任务说明:
a - 判断以下三条说法是否与并行任务教程相符，每条回答“是”或“否”，并原样引用教程中起决定作用的文字：(i) 要创建的两个并行任务中，gcas 负责云分析；(ii) 与串行任务相比，并行任务只需额外设置运行节点数；(iii) slurm_parallel 函数中 tasks_per_node 的默认值为 16。
b - 按照并行任务教程，需要更新的工作流定义文件叫什么名字，位于哪个目录？
c - 请从并行任务教程最后一行之后接着往下写。

引用段落:

***

创建并行任务#

接下来我们创建两个并行任务：

psi：生成侧边界及初始场
gcas：云分析

并行任务与之前创建的串行任务类似，只不过要额外设置运行节点数和每个节点使用的 CPU 个数。

更新工作流定义#

更新 ${TUTORIAL_HOME}/def 中的工作流定义文件 cma_tym.py：

import os

import ecflow


def slurm_serial(class_name="serial"):
    variables = {
        "ECF_JOB_CMD": "slsubmit6 %ECF_JOB% %ECF_NAME% %ECF_TRIES% %ECF_TRYNO% %ECF_HOST% %ECF_PORT%",
        "ECF_KILL_CMD": "slcancel4 %ECF_RID% %ECF_NAME% %ECF_HOST% %ECF_PORT%",
        "CLASS": class_name,
    }
    return variables


def slurm_parallel(nodes, tasks_per_node=32, class_name="normal"):
    variables = {
        "ECF_JOB_CMD": "slsubmit6 %ECF_JOB% %ECF_NAME% %ECF_TRIES% %ECF_TRYNO% %ECF_HOST% %ECF_PORT%",
        "ECF_KILL_CMD": "slcancel4 %ECF_RID% %ECF_NAME% %ECF_HOST% %ECF_PORT%",
        "NODES": nodes,
        "TASKS_PER_NODE": tasks_per_node,
        "CLASS": class_name,
    }
    return variables


current_path = os.path.dirname(__file__)

***

数据摘录:
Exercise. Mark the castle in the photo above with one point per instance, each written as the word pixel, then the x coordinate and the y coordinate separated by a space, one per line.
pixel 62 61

***

按序输出:
a -
(i) 是：“gcas：云分析”
(ii) 否：“只不过要额外设置运行节点数和每个节点使用的 CPU 个数”
(iii) 否：“tasks_per_node=32”

b - 文件名为 cma_tym.py，位于 ${TUTORIAL_HOME}/def 中。

c -
tutorial_base = os.path.abspath(os.path.join(current_path, "../"))
def_path = os.path.join(tutorial_base, "def")
ecfout_path = os.path.join(tutorial_base, "ecfout")
program_base_dir = os.path.join(tutorial_base, "program/grapes-tym-program")
run_base_dir = os.path.join(tutorial_base, "workdir")

defs = ecflow.Defs()

with defs.add_suite("cma_tym") as suite:
    suite.add_variable("PROGRAM_BASE_DIR", program_base_dir)
    suite.add_variable("RUN_BASE_DIR", run_base_dir)

    suite.add_variable("ECF_INCLUDE", os.path.join(def_path, "include"))
    suite.add_variable("ECF_FILES", os.path.join(def_path, "ecffiles"))

    suite.add_variable("USE_GRAPES", ".false.")
    suite.add_variable("FORECAST_LENGTH", 120)
    suite.add_variable("GMF_TINV", 3)
    suite.add_variable("RMF_TINV", 3)
    suite.add_variable("USE_GFS", 12)

    suite.add_variable("ECF_DATE", "20220704")
    suite.add_variable("HH", "00")

    suite.add_limit("total_tasks", 10)
    suite.add_inlimit("total_tasks")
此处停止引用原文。